Repeat, without any change, the entries presented below.

^^^^

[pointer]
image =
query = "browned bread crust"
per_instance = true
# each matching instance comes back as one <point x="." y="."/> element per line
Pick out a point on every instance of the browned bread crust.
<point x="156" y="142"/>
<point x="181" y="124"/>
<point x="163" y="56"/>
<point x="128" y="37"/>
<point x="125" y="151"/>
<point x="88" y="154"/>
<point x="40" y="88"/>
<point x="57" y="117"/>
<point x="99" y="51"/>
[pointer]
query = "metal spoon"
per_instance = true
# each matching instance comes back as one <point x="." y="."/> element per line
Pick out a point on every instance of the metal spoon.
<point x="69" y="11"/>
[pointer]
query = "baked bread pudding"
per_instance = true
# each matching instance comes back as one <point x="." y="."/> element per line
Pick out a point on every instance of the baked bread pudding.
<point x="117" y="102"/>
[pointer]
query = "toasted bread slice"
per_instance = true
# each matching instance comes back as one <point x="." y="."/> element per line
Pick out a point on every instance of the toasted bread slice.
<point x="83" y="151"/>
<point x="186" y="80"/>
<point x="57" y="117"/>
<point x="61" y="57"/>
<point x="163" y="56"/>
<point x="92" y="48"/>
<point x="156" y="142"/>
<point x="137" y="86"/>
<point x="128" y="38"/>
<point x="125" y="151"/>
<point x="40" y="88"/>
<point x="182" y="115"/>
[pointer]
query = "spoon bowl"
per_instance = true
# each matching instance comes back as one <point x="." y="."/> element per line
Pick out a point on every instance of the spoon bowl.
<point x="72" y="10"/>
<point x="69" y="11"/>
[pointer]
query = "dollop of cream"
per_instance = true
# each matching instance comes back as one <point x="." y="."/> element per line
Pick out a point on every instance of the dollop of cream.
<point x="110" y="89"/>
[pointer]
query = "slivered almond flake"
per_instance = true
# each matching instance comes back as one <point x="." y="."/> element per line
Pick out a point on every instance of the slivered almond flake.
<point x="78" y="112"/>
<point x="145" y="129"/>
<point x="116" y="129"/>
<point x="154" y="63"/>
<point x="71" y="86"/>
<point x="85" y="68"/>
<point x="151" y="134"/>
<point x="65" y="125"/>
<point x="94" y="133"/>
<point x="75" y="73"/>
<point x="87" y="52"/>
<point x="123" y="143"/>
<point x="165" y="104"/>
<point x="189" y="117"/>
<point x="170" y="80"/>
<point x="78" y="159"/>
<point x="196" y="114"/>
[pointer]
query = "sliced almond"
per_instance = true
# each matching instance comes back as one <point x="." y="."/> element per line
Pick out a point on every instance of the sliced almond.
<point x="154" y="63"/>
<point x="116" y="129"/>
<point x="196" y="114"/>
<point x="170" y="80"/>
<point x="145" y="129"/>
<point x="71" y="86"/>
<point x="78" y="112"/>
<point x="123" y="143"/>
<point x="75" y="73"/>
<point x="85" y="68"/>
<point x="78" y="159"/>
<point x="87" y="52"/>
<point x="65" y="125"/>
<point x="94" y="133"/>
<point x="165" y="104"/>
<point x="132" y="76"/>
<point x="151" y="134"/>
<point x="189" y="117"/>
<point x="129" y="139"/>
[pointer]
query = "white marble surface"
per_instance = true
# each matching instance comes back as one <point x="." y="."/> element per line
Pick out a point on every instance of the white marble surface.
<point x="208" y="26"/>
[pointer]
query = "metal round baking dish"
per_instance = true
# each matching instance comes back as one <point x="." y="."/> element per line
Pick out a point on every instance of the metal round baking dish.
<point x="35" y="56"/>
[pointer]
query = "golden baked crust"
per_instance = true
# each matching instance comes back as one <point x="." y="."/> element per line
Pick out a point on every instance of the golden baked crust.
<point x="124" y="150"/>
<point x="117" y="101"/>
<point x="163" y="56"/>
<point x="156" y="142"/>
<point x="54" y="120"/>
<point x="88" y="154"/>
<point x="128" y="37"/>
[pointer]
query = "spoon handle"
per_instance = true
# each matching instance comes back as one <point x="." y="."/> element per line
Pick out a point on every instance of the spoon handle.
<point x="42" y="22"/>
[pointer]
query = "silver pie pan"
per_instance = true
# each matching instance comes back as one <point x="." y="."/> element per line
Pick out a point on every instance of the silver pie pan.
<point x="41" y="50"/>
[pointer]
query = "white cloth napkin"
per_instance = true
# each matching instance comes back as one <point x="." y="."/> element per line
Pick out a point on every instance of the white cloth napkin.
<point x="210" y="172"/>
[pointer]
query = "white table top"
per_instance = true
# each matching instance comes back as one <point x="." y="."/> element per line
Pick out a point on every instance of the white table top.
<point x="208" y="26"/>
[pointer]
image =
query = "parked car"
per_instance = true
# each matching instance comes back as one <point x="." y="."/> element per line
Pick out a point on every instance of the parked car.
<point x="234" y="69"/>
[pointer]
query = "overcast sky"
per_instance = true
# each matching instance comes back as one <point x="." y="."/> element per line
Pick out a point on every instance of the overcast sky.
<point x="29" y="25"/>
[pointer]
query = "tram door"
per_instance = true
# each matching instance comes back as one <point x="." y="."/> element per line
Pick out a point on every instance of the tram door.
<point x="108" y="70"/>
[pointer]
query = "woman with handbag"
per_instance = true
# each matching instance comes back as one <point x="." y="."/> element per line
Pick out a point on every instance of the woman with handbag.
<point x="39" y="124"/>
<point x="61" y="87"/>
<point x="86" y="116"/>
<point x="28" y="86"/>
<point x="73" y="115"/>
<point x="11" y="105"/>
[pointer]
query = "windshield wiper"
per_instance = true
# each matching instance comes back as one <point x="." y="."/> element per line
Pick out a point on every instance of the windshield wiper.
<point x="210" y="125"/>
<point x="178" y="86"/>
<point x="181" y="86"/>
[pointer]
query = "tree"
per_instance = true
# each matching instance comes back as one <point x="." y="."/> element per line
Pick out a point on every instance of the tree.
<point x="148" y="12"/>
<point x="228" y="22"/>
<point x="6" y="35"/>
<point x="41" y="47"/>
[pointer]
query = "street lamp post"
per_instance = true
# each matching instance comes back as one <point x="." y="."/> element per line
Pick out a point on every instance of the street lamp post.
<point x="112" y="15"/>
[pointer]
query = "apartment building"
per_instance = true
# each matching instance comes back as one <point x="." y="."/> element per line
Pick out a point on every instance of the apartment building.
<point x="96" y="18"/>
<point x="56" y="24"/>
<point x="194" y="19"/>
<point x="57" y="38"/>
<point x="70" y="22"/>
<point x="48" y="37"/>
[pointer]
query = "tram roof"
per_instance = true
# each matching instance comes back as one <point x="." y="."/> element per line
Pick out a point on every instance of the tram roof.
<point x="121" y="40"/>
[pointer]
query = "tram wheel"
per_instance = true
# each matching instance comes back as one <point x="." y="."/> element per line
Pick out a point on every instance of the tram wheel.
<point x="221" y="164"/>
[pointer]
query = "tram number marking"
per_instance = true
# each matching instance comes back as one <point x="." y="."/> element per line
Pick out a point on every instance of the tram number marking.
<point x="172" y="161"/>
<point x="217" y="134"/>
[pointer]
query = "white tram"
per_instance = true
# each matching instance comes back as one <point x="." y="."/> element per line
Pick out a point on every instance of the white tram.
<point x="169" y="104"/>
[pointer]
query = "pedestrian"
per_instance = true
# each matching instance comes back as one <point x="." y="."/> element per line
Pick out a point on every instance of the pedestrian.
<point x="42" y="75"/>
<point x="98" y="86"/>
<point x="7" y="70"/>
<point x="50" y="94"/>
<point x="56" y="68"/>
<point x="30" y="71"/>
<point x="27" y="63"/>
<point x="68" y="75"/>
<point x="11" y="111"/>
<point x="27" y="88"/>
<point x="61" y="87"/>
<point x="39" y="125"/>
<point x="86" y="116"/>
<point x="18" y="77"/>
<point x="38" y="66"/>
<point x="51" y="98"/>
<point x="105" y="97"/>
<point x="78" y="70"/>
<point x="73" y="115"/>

^^^^

*IN RESPONSE*:
[pointer]
image =
query = "browned bread crust"
per_instance = true
# each matching instance comes back as one <point x="." y="."/> element per line
Pick out a point on every instance of the browned bread crust.
<point x="156" y="142"/>
<point x="181" y="124"/>
<point x="163" y="56"/>
<point x="128" y="37"/>
<point x="125" y="151"/>
<point x="88" y="154"/>
<point x="40" y="88"/>
<point x="57" y="117"/>
<point x="99" y="51"/>
[pointer]
query = "metal spoon"
per_instance = true
# each matching instance comes back as one <point x="." y="."/> element per line
Pick out a point on every instance of the metal spoon.
<point x="69" y="11"/>
[pointer]
query = "baked bread pudding"
per_instance = true
# each matching instance comes back as one <point x="." y="."/> element per line
Pick out a point on every instance of the baked bread pudding.
<point x="117" y="102"/>
[pointer]
query = "toasted bread slice"
per_instance = true
# each matching instance comes back as one <point x="." y="."/> element per line
Pick out a point on every instance of the toasted bread slice.
<point x="83" y="151"/>
<point x="186" y="80"/>
<point x="57" y="117"/>
<point x="61" y="57"/>
<point x="163" y="56"/>
<point x="92" y="48"/>
<point x="156" y="142"/>
<point x="137" y="86"/>
<point x="128" y="38"/>
<point x="125" y="151"/>
<point x="40" y="88"/>
<point x="182" y="115"/>
[pointer]
query = "spoon bowl"
per_instance = true
# each matching instance comes back as one <point x="." y="."/> element per line
Pick out a point on every instance of the spoon bowl.
<point x="72" y="10"/>
<point x="69" y="11"/>
[pointer]
query = "dollop of cream"
per_instance = true
# each matching instance comes back as one <point x="." y="."/> element per line
Pick out a point on every instance of the dollop of cream.
<point x="110" y="89"/>
[pointer]
query = "slivered almond flake"
per_instance = true
# each matching instance comes back as one <point x="." y="."/> element per line
Pick out a point on every instance of the slivered almond flake.
<point x="78" y="112"/>
<point x="145" y="129"/>
<point x="116" y="129"/>
<point x="154" y="63"/>
<point x="71" y="86"/>
<point x="85" y="68"/>
<point x="151" y="134"/>
<point x="65" y="125"/>
<point x="94" y="133"/>
<point x="75" y="73"/>
<point x="87" y="52"/>
<point x="123" y="143"/>
<point x="165" y="104"/>
<point x="189" y="117"/>
<point x="170" y="80"/>
<point x="78" y="159"/>
<point x="196" y="114"/>
[pointer]
query = "sliced almond"
per_instance = true
# each matching instance comes back as one <point x="." y="."/> element per line
Pick out a point on every instance of the sliced almond.
<point x="154" y="63"/>
<point x="116" y="129"/>
<point x="196" y="114"/>
<point x="170" y="80"/>
<point x="145" y="129"/>
<point x="71" y="86"/>
<point x="78" y="112"/>
<point x="123" y="143"/>
<point x="75" y="73"/>
<point x="85" y="68"/>
<point x="78" y="159"/>
<point x="87" y="52"/>
<point x="65" y="125"/>
<point x="94" y="133"/>
<point x="165" y="104"/>
<point x="132" y="76"/>
<point x="151" y="134"/>
<point x="189" y="117"/>
<point x="129" y="139"/>
[pointer]
query = "white marble surface"
per_instance = true
# each matching instance comes back as one <point x="." y="."/> element per line
Pick out a point on every instance of the white marble surface.
<point x="208" y="26"/>
[pointer]
query = "metal round baking dish"
per_instance = true
# each matching instance comes back as one <point x="." y="."/> element per line
Pick out a point on every instance of the metal round baking dish.
<point x="35" y="56"/>
[pointer]
query = "golden baked crust"
per_instance = true
# each matching instance comes back as one <point x="." y="."/> element per line
Pick out a point on every instance of the golden baked crust.
<point x="124" y="150"/>
<point x="117" y="101"/>
<point x="163" y="56"/>
<point x="156" y="142"/>
<point x="54" y="120"/>
<point x="88" y="154"/>
<point x="128" y="37"/>
[pointer]
query = "spoon handle"
per_instance = true
# each matching instance comes back as one <point x="." y="."/> element per line
Pick out a point on every instance of the spoon handle.
<point x="42" y="22"/>
[pointer]
query = "silver pie pan"
per_instance = true
# each matching instance comes back as one <point x="." y="."/> element per line
Pick out a point on every instance of the silver pie pan.
<point x="41" y="50"/>
[pointer]
query = "white cloth napkin"
per_instance = true
# each matching instance comes back as one <point x="." y="."/> element per line
Pick out a point on every instance of the white cloth napkin.
<point x="210" y="172"/>
[pointer]
query = "white table top"
per_instance = true
# each matching instance comes back as one <point x="." y="."/> element per line
Pick out a point on every instance of the white table top.
<point x="208" y="26"/>
[pointer]
image =
query = "parked car"
per_instance = true
# each matching instance comes back as one <point x="." y="."/> element per line
Pick out a point on every instance of the parked car.
<point x="234" y="69"/>
[pointer]
query = "overcast sky"
per_instance = true
# each matching instance comes back as one <point x="." y="."/> element per line
Pick out a point on every instance of the overcast sky.
<point x="29" y="25"/>
[pointer]
query = "tram door"
per_instance = true
# each matching instance comes back as one <point x="." y="."/> element per line
Pick out a point on every instance of the tram door.
<point x="108" y="70"/>
[pointer]
query = "woman with handbag"
per_instance = true
# each matching instance comes back as one <point x="." y="."/> element per line
Pick out a point on every instance of the woman with handbag.
<point x="39" y="124"/>
<point x="61" y="87"/>
<point x="86" y="116"/>
<point x="28" y="86"/>
<point x="73" y="115"/>
<point x="11" y="105"/>
[pointer]
query = "windshield wiper"
per_instance = true
# each matching instance comes back as one <point x="." y="."/> element per line
Pick out a point on every instance of the windshield wiper.
<point x="210" y="125"/>
<point x="178" y="86"/>
<point x="181" y="86"/>
[pointer]
query = "tree"
per_instance = true
# each matching instance comes back as one <point x="." y="."/> element per line
Pick out a point on every instance of the tree.
<point x="148" y="12"/>
<point x="228" y="22"/>
<point x="6" y="35"/>
<point x="41" y="47"/>
[pointer]
query = "street lamp post"
per_instance = true
# each matching instance comes back as one <point x="." y="."/> element per line
Pick out a point on every instance of the street lamp post.
<point x="112" y="15"/>
[pointer]
query = "apartment building"
per_instance = true
# each matching instance comes back as one <point x="." y="."/> element per line
Pick out a point on every instance of the apartment building.
<point x="96" y="18"/>
<point x="56" y="24"/>
<point x="194" y="19"/>
<point x="57" y="38"/>
<point x="70" y="22"/>
<point x="48" y="37"/>
[pointer]
query = "tram roof"
per_instance = true
# each matching instance comes back as one <point x="." y="."/> element per line
Pick out a point on every instance of the tram roof.
<point x="121" y="40"/>
[pointer]
query = "tram wheel"
per_instance = true
# each matching instance comes back as one <point x="." y="."/> element per line
Pick out a point on every instance of the tram wheel.
<point x="221" y="164"/>
[pointer]
query = "tram number marking"
per_instance = true
# each matching instance comes back as one <point x="." y="."/> element per line
Pick out a point on every instance of the tram number marking.
<point x="172" y="161"/>
<point x="217" y="134"/>
[pointer]
query = "white tram"
per_instance = true
# each matching instance comes back as one <point x="." y="."/> element per line
Pick out a point on every instance of the white tram.
<point x="169" y="104"/>
[pointer]
query = "pedestrian"
per_instance = true
# each matching instance comes back as one <point x="." y="."/> element per line
Pick out a point on every instance of the pedestrian.
<point x="42" y="75"/>
<point x="98" y="86"/>
<point x="7" y="70"/>
<point x="50" y="94"/>
<point x="56" y="68"/>
<point x="30" y="71"/>
<point x="27" y="63"/>
<point x="68" y="75"/>
<point x="11" y="111"/>
<point x="27" y="88"/>
<point x="61" y="87"/>
<point x="39" y="125"/>
<point x="86" y="116"/>
<point x="18" y="77"/>
<point x="38" y="66"/>
<point x="51" y="98"/>
<point x="105" y="97"/>
<point x="78" y="70"/>
<point x="73" y="115"/>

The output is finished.